**Passage:**
Hope that helps your quest.

Jerome Barber, Ed.D.


----------



## Mark Lynn (Oct 5, 2005)

lonecoyote said:
			
		

> 1) How did FMA begin to spread in the USA? 2) Was there ever a period where westerners weren't taught FMA, like other asian martial arts? If so, who broke with that tradition? 3) Who started it here in the United States? 4) Who has done the most to spread its influence?  5) Did it (the teaching and spreading of FMA in the USA) begin in Stockton, California? 6) How did Dan Inosanto, Leo Gaje, and Remy Presas fit in? I know that this is a ridiculously large question and appreciate greatly any answers and thanks in advance to any replies.



Lonecoyote
I added numbers to your post to address them.  And you are right this is a huge question but I will take a stab at some of it and hopefully others can correct me if I'm wrong.

1) Several places actually, but I think the earliest group were probably immigrant workers who came to the states in the early part of the the 20th century.  I think a another way was after WW II filipinos relocated here.  And then in the 70-90s I think more filipinos left the Philippines and brought their arts here and abroad.

I think what helped them spread was seminars, this was probably the biggest influence.

2) I think so.  I read somewhere (can't cite the source) that the attitude often was this was used to protect oneself and wasn't really shared outside of the family persay.  Then it was taught more openly in the PI (trying to get it into the school systems, and the formation of clubs) but  here in the states it wasn't taught that much until there seemed to be more of an interest in the arts in the early mid 80's.  I don't think it was a so much of breaking with tradtion as much of a market (supply demand) question.

3) The late Angel Cabales and the late Leo Giron both had schools/classes in Stockton Ca.  I think someone started the school in response to some nurses being killed wanting to teach a self defense related system to the public.  While these men started out together they did part ways for some reason.  Tuhon Leo Gaje I think started teaching on the east coast (New York?) and then went to TX. And Guro Inosanto learned from these men and others and started his FMA academy in CA.

**Provided material:**
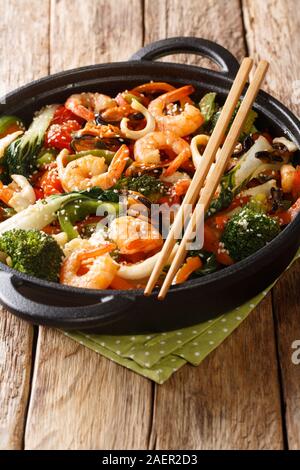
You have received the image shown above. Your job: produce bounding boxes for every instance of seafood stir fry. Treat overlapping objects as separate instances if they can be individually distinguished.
[0,82,300,289]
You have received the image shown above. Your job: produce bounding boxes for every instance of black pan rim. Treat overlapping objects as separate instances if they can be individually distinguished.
[0,60,300,296]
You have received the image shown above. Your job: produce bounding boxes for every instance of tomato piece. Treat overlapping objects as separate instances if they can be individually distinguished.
[215,214,229,232]
[203,222,220,253]
[292,167,300,199]
[226,196,251,212]
[33,187,45,201]
[51,106,84,124]
[45,106,83,150]
[288,197,300,220]
[37,166,64,197]
[216,249,234,266]
[110,275,136,290]
[45,120,81,151]
[272,211,291,225]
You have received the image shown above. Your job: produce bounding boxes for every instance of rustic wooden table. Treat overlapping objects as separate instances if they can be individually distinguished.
[0,0,300,449]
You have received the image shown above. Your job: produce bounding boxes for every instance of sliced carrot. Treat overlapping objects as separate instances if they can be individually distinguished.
[129,82,175,93]
[175,256,202,284]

**Requirements:**
Continue the forum thread about how Filipino martial arts spread in the United States from the point where it stops.

**Exercise answer:**
4) Who has had the biggest influence?  What a loaded question.  Here goes IMHO in the U.S. I believe two men.  The late Professor Remy Presas and Guro Dan Inosanto.  Again I go back to who started on the seminar circuts earliest and got hooked up with the karate/TKD/martial art schools?  They did.  Both published videos, books, they were featured in magazine articles and their covers.

5) I think it started in several different places Hawaii, Stockton, New York, etc. etc.

6) Dan and Remy I covered in 4), Tuhon Gaje taught in NY and in TX and got hooked up with Guro Inosanto and did seminars and such as well.  And I would thibnk they have also spread some of their teaching to LEO or military in some form or another over the years.  I know Remy did in the PI and I think have some articles that reference him teaching here in the late 70's/80's.  Tuhon Gaje also taught military in the PI and I think some LEO in some form here as well.

respectively FWIW
Mark


----------



## RedBagani (Oct 7, 2005)

The contribution of Doce Pares in FMA propagation also was significant. The funny thing that happend in the Philippines was the locals began to appreciate their FMA more when they realized that FMA was becoming more and more popular in other countries, specially in the US.Why this was so is something worth pondering.


----------



## Airyu@hotmail.com (Oct 7, 2005)

Hello Everyone,

Here is a little more historical information in a timeline based approach.

1587  - A Spanish galleon, the Nuestra Senora de Buena Esperanza, sent a shore party to explore what is now Morro Bay, California. This occurred on Sunday, Oct 18th 1587. Luzones Indios(Filipinos) were among the crew who landed. On Oct 20 there was a skirmish with local Indians and 1 Filipino was killed, they departed the coast on Oct 22nd.(This information is from Spanish Voyages to the Northwest Coast of America in the 16th century,pub.1929) 

1595  - The San Augustin, was shipwrecked near Point Reyes, San Francisco harbor. Filipino seamen were part of the crew.  (San Francisco Chronicle, Nov 14th, 1995, referring to Carl Nolte 400th Anniversary of Spanish Shipwreck, Rough first landings in the Bay area)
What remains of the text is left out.